━━━ DOCUMENT PASSAGE

Not unlike various films by Fritz Lang
November 1, 2010 10:59 AM   Subscribe

Notes on 'The Duel of the Fates.' Bob Clark of Wonders in the Dark takes a look at a single scene from The Phantom Menace by way of Eisenstein, aspect ratios, The Last Temptation of Christ, the NFL, Slim Pickens, Godard, Fantomas, and of course Kurosawa.
posted by shakespeherian (31 comments total) 10 users marked this as a favorite
 
This has got to be someone's counterpoint to Red Letter Media's skewering of The Phantom Menace and the other Star Wars prequels. Part of me likes to imagine that Lucas himself engaged in some shady behavior to make that amazingly crafted review occur.
posted by redsparkler at 11:09 AM on November 1, 2010


If I hadn't actually seen the prequels and the documentary "The Beginning" on the TPM DVD, I might be willing to swallow this analysis.
posted by entropicamericana at 11:28 AM on November 1, 2010 [2 favorites]


Maybe I should note, in the interest of preserving my own reputation, that I don't post this as advocacy of the linked viewpoints. Mostly I think it's breathtaking beanplating to the point that I have nothing but admiration and respect for a guy who would write 11k+ words about a single scene from a film that most people thought was stupid.
posted by shakespeherian at 11:31 AM on November 1, 2010 [5 favorites]


If I hadn't actually seen the prequels and the documentary "The Beginning" on the TPM DVD, I might be willing to swallow this analysis.

I don't think "swallowing this analysis" requires you to think any more highly of TPM (or the other prequels) than you already do. He's only talking about one particular, individual scene. A film can have a great scene in it and still, on balance, be utterly crap.
posted by juv3nal at 11:39 AM on November 1, 2010


Wow. That's impressive. Someone's a student of film who smokes WAY too much pot and thinks about movies. But I'm not going to say who.
posted by hippybear at 11:40 AM on November 1, 2010 [1 favorite]


Augh. Yup. Lucas is one monster of a craftsman, which just makes his godawful past twenty years even more painful.

━━━━━━

TASK DETAILS:
Reproduce the above discussion thread on an essay about one scene from The Phantom Menace in full, word for word, with no changes.

━━━ MATERIAL

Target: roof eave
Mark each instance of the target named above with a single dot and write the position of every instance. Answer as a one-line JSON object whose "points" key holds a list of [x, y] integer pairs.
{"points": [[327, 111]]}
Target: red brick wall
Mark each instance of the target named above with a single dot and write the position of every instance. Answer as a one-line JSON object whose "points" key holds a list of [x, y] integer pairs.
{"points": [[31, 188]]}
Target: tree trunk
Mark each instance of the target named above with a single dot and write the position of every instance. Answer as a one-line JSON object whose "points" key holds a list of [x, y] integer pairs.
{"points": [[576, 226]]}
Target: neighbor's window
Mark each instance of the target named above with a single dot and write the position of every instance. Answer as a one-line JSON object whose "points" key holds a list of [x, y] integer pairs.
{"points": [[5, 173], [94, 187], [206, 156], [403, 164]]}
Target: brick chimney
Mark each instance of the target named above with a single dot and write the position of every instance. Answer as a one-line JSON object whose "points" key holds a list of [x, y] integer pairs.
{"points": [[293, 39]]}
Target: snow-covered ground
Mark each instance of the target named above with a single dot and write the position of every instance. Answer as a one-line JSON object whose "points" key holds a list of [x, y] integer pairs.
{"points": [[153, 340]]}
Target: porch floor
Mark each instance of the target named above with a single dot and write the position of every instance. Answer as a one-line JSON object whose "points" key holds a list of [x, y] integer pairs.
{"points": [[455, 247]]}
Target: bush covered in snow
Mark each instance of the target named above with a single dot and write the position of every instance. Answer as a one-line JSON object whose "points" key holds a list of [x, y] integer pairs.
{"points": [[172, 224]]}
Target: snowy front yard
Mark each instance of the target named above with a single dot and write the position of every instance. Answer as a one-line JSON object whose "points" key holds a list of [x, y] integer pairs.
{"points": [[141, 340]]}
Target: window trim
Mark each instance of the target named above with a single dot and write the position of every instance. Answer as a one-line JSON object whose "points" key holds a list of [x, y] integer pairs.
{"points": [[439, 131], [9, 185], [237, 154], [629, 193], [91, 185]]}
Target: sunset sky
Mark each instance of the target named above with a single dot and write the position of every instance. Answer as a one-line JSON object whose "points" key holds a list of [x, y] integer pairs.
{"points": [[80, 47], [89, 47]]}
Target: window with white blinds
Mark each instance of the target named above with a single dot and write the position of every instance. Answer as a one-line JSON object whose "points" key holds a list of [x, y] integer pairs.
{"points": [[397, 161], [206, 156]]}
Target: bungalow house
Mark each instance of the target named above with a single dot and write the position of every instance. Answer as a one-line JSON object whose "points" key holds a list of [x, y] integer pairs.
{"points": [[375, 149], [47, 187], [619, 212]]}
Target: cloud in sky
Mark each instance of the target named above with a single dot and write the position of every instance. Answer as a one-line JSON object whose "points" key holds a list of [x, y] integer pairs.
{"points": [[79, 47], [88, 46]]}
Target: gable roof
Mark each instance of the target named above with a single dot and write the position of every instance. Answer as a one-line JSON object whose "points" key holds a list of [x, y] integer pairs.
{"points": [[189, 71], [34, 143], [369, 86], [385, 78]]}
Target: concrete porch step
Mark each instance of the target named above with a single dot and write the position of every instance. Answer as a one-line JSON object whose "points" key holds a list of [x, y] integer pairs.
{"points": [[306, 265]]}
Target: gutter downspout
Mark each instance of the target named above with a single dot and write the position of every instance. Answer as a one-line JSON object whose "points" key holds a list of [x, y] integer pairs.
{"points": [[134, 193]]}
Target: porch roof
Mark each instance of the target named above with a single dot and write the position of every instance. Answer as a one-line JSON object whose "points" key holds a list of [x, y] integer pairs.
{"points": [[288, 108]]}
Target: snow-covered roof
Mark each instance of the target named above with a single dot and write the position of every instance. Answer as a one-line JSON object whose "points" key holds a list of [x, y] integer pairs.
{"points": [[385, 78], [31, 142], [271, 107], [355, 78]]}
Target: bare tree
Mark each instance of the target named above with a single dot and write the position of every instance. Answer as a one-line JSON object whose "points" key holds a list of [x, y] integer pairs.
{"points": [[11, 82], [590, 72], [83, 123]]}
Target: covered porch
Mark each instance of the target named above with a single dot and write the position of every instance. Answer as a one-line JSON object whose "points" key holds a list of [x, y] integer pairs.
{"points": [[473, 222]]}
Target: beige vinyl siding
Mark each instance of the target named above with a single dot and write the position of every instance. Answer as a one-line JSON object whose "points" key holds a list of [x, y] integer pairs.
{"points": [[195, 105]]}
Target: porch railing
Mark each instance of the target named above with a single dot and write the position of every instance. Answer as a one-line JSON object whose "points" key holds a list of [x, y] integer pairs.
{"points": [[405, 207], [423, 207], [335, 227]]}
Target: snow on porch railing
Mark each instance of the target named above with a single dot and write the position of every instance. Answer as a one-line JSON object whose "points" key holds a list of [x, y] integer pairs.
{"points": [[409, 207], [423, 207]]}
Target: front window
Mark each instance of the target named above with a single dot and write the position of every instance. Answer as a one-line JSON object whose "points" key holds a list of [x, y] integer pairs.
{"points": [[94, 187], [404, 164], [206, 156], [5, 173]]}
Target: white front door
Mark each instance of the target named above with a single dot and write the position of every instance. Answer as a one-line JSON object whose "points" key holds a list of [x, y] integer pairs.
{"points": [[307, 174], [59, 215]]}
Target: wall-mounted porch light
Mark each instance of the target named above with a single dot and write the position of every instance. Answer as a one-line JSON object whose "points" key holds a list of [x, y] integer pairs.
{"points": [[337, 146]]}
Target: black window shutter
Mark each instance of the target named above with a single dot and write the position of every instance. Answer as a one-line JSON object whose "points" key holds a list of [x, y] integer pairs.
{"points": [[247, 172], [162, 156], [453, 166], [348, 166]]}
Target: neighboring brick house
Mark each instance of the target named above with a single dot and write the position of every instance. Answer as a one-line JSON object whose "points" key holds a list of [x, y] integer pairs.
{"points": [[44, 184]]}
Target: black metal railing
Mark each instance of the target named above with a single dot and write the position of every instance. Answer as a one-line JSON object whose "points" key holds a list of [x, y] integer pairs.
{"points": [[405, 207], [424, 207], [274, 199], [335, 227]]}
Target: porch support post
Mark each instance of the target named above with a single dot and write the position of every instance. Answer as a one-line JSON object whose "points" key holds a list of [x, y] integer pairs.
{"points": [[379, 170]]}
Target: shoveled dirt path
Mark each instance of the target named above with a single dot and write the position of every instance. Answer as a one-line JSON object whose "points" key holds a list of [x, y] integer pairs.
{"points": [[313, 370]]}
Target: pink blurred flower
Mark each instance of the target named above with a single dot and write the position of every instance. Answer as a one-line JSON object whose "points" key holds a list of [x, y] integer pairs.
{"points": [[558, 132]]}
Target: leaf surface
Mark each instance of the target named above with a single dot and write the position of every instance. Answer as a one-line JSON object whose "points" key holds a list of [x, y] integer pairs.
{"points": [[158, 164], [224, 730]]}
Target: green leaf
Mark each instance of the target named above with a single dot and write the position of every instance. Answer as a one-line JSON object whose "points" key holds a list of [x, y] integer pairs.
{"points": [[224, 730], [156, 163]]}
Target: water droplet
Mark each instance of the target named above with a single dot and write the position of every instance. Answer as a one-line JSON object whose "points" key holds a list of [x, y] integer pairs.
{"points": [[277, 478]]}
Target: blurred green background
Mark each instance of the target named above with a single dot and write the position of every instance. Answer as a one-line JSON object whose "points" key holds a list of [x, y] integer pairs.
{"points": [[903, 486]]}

━━━━━━

ANSWER TO THIS PROBLEM:
Not unlike various films by Fritz Lang
November 1, 2010 10:59 AM   Subscribe

Notes on 'The Duel of the Fates.' Bob Clark of Wonders in the Dark takes a look at a single scene from The Phantom Menace by way of Eisenstein, aspect ratios, The Last Temptation of Christ, the NFL, Slim Pickens, Godard, Fantomas, and of course Kurosawa.
posted by shakespeherian (31 comments total) 10 users marked this as a favorite
 
This has got to be someone's counterpoint to Red Letter Media's skewering of The Phantom Menace and the other Star Wars prequels. Part of me likes to imagine that Lucas himself engaged in some shady behavior to make that amazingly crafted review occur.
posted by redsparkler at 11:09 AM on November 1, 2010


If I hadn't actually seen the prequels and the documentary "The Beginning" on the TPM DVD, I might be willing to swallow this analysis.
posted by entropicamericana at 11:28 AM on November 1, 2010 [2 favorites]


Maybe I should note, in the interest of preserving my own reputation, that I don't post this as advocacy of the linked viewpoints. Mostly I think it's breathtaking beanplating to the point that I have nothing but admiration and respect for a guy who would write 11k+ words about a single scene from a film that most people thought was stupid.
posted by shakespeherian at 11:31 AM on November 1, 2010 [5 favorites]


If I hadn't actually seen the prequels and the documentary "The Beginning" on the TPM DVD, I might be willing to swallow this analysis.

I don't think "swallowing this analysis" requires you to think any more highly of TPM (or the other prequels) than you already do. He's only talking about one particular, individual scene. A film can have a great scene in it and still, on balance, be utterly crap.
posted by juv3nal at 11:39 AM on November 1, 2010


Wow. That's impressive. Someone's a student of film who smokes WAY too much pot and thinks about movies. But I'm not going to say who.
posted by hippybear at 11:40 AM on November 1, 2010 [1 favorite]


Augh. Yup. Lucas is one monster of a craftsman, which just makes his godawful past twenty years even more painful.